SOURCE TEXT:

==========

Thursday, December 17, 2020

BMJ: "Ultra-processed foods and the corporate capture of nutrition—an essay by Gyorgy Scrinis"

 We've pretty much given up on The Lancet after five or six examples that they aren't serious about medicine but the British Medical Journal still delivers what's on the label.

From the BMJ, Published 07 December 2020:

Food corporations have exploited the dominant model in nutrition science to shape the way their ultra-processed products are defended, promoted, and regulated. Gyorgy Scrinis examines their scientific strategies and suggests ways to reframe the debate

In 2015 the New York Times revealed that Coca Cola was covertly funding the Global Energy Balance Network based at the University of Colorado, a research network set up to promote the message that all calories are equal.1 The network’s aim was to show that sugar sweetened beverages are no more responsible for the rise in obesity levels than any other foods or a lack of physical activity.2 In doing so, Coca Cola was copying and adapting the corporate political activities and scientific strategies that have been pioneered and perfected by tobacco, alcohol, and drug companies to defend and promote their products.34

Corporate food and beverage companies such as Coca Cola have engaged in what I will refer to as “corporate scientific activities.” These activities are designed to produce and influence the scientific knowledge used to evaluate, promote, legitimise, and regulate their products. Such activities include funding and conducting in-house nutrition research related to their products; sponsoring scientific seminars and expert meetings; involvement in scientific standards and policy committees; publishing in scholarly journals; funding scientific front groups; and delivering nutrition education programmes.2

Ultra-processed food corporations use these strategies not only to influence the nutritional knowledge related to their products but also to shape the broader concepts that frame scientists’ and the public’s understanding of food and the body. These corporations have in fact benefited from—and seek to amplify and capture—some of the methods and concepts from mainstream nutrition science. The energy balance model being promoted by Coca Cola, for example, is a standard concept used by nutrition scientists to explain weight gain and loss (ie, calories in, calories out), and which Coca Cola has attempted to appropriate and spin in a particular direction. Greater awareness of these strategies is key to recapturing the nutrition agenda and improving population health.

==========

EXERCISE DETAILS:
Restate the BMJ post between "We've pretty much" and "on the label.", inclusive, switching "medicine" to "nutrition".

==========

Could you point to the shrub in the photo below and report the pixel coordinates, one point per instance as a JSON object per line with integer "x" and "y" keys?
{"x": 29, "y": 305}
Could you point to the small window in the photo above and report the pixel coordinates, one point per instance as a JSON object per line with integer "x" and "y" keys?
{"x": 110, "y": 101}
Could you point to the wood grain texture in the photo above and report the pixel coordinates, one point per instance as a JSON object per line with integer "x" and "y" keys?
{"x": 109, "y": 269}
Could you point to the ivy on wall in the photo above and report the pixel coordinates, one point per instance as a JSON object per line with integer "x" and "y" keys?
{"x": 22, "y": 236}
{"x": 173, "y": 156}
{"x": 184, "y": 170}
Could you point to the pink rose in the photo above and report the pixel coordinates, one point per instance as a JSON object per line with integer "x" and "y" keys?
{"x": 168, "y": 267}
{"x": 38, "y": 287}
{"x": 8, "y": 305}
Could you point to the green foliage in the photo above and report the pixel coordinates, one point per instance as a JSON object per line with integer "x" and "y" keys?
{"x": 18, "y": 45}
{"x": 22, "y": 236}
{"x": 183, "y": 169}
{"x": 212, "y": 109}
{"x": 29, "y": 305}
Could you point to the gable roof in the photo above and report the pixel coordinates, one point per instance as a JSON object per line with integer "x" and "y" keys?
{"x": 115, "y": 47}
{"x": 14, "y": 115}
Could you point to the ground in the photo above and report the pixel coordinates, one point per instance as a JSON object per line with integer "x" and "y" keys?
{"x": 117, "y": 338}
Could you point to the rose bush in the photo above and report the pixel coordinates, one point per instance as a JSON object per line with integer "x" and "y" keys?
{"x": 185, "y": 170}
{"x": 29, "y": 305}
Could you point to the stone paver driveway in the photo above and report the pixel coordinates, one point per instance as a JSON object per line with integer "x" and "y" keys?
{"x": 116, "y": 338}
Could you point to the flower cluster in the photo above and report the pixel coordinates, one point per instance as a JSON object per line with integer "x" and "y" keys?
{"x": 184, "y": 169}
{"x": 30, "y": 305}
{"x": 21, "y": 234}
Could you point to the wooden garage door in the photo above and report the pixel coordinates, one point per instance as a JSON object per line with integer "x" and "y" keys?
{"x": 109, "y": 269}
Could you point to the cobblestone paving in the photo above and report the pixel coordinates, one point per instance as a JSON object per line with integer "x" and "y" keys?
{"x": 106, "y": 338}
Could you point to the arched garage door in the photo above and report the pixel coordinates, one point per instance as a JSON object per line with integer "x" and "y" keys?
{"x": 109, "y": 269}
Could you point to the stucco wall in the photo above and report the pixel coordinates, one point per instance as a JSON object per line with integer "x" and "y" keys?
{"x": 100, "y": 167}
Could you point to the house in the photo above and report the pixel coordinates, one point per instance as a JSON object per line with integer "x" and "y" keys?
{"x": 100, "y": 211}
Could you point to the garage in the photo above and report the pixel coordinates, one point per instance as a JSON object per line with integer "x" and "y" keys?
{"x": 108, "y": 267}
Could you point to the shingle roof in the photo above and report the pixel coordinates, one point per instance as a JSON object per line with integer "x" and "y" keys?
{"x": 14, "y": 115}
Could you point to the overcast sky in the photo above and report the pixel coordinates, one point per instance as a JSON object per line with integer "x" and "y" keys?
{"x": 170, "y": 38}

==========

COMPLETED TASK:
We've pretty much given up on The Lancet after five or six examples that they aren't serious about nutrition but the British Medical Journal still delivers what's on the label.